They Know Not What They Do!
Some people just don’t like us.
For whatever reason, these ‘difficult’ people define us (and/or what we do), with a rejecting negativity. When we can’t avoid them, we suffer all kinds of conflicting thoughts and emotions.
We may try to let it go. And we might succeed at some level. Nonetheless, no matter how persuasively we tell ourselves “we won’t let it bother us”, rejection is bitter. We possess an innate urge to love and laugh with everybody. And the negative energy, of those who don’t like us, eventually wears thin even those with the thickest of skin.
We may try to take it on the chin; maybe convince ourselves that “it is good feedback…it keeps me on my toes”. However, try as we might, to turn the ‘manure to fuel’, the critical bite of those who don’t like us, has the potential to push us into a personal crisis.
Confusion, frustration and hopelessness are the byproducts of sharing space with those who don’t like us. It is an experience that, for adults, often occurs in situations at work or with family wherein the unfriendly dismissals are difficult to sidestep.
It is a most unfortunate circumstance, when the ‘difficult’ person is someone for whom we have responsibility (and/or may, at some level, care about); such as a child, a patient, a customer, or an employee. We not only suffer the loss, but we are left asking, “how do we care for people who have shown that they don’t care for us?” In my experience, there is no easy answer.
....
§ ACTIVITY 1
Rewrite the passage on difficult people starting with "Some people just" and going on through "thoughts and emotions.", replacing "rejecting negativity" with "dismissive hostility".
§ ACTIVITY 2
For each statement below, say yes or no according to the passage on difficult people, and quote the deciding words from it.
(a) Rejection is bitter no matter how persuasively we tell ourselves it won't bother us.
(b) There is an easy answer to caring for people who have shown they don't care for us.
(c) For adults, the experience often occurs at work or with family.
....
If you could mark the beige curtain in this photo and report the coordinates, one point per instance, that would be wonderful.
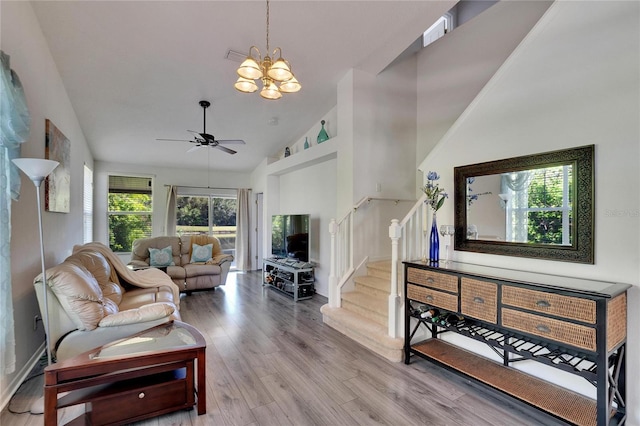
(170, 223)
(243, 230)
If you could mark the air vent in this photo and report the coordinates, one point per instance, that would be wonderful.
(234, 56)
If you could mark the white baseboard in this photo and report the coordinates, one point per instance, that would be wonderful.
(7, 392)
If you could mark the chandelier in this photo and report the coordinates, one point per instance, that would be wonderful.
(269, 71)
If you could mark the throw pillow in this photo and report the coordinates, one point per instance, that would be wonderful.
(201, 253)
(160, 257)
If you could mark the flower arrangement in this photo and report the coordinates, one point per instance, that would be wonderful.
(471, 197)
(435, 194)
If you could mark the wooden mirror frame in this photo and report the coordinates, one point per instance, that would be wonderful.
(581, 250)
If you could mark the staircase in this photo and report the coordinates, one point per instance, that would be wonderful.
(363, 315)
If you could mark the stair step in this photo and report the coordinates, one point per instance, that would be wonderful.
(373, 285)
(373, 307)
(380, 269)
(364, 331)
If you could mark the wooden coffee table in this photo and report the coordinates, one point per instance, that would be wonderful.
(145, 375)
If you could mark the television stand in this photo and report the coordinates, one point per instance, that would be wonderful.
(289, 276)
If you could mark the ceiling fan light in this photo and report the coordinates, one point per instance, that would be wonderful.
(246, 85)
(270, 91)
(280, 70)
(290, 86)
(249, 69)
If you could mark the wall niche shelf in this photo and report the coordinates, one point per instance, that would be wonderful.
(317, 153)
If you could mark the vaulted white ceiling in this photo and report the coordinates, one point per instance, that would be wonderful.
(135, 70)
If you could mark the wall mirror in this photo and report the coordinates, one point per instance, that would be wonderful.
(539, 206)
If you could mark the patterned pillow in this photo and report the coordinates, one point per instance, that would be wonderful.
(161, 257)
(201, 253)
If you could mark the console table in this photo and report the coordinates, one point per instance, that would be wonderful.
(145, 375)
(575, 325)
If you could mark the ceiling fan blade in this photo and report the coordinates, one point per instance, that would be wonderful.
(227, 150)
(231, 141)
(194, 148)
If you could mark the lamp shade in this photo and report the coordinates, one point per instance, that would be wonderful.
(35, 168)
(270, 91)
(245, 85)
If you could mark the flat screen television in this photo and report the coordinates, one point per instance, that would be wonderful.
(290, 236)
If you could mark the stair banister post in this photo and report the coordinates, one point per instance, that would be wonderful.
(395, 232)
(334, 297)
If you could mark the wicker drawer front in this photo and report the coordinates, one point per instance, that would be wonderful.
(616, 320)
(436, 280)
(479, 299)
(433, 297)
(565, 332)
(549, 303)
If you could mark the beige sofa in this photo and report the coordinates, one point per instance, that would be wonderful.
(188, 276)
(94, 299)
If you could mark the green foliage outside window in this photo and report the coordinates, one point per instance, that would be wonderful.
(546, 205)
(192, 218)
(129, 219)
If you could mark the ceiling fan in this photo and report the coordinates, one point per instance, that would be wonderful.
(204, 139)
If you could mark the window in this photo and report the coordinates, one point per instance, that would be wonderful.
(87, 205)
(130, 211)
(541, 211)
(212, 214)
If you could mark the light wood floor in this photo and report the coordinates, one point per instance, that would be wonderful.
(271, 361)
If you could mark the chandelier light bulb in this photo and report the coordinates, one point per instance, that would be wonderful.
(290, 86)
(250, 69)
(270, 91)
(280, 71)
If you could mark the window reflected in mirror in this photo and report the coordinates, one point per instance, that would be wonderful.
(538, 206)
(531, 206)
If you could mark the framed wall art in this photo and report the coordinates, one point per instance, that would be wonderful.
(58, 183)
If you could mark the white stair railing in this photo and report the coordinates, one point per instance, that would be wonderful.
(342, 262)
(408, 242)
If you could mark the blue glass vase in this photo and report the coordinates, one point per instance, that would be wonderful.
(434, 241)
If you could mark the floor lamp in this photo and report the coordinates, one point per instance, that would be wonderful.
(37, 169)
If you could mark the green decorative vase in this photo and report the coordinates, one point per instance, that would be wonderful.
(322, 136)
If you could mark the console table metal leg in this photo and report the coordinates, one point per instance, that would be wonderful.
(202, 383)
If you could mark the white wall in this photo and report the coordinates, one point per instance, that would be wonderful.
(453, 70)
(312, 191)
(22, 39)
(573, 81)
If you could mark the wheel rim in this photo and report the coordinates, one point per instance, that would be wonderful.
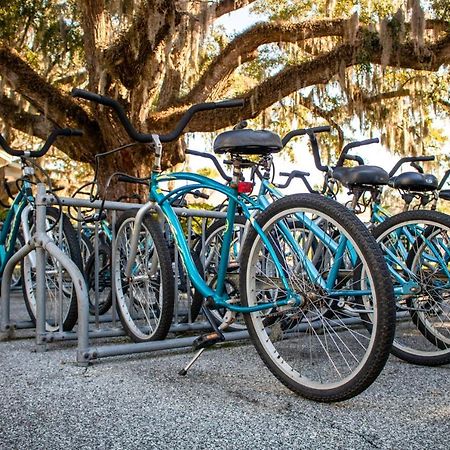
....
§ ANSWER BOX 1
Some people just don’t like us.
For whatever reason, these ‘difficult’ people define us (and/or what we do), with a dismissive hostility. When we can’t avoid them, we suffer all kinds of conflicting thoughts and emotions.

§ ANSWER BOX 2
(a) Yes: "no matter how persuasively we tell ourselves “we won’t let it bother us”, rejection is bitter."
(b) No: "In my experience, there is no easy answer."
(c) Yes: "for adults, often occurs in situations at work or with family"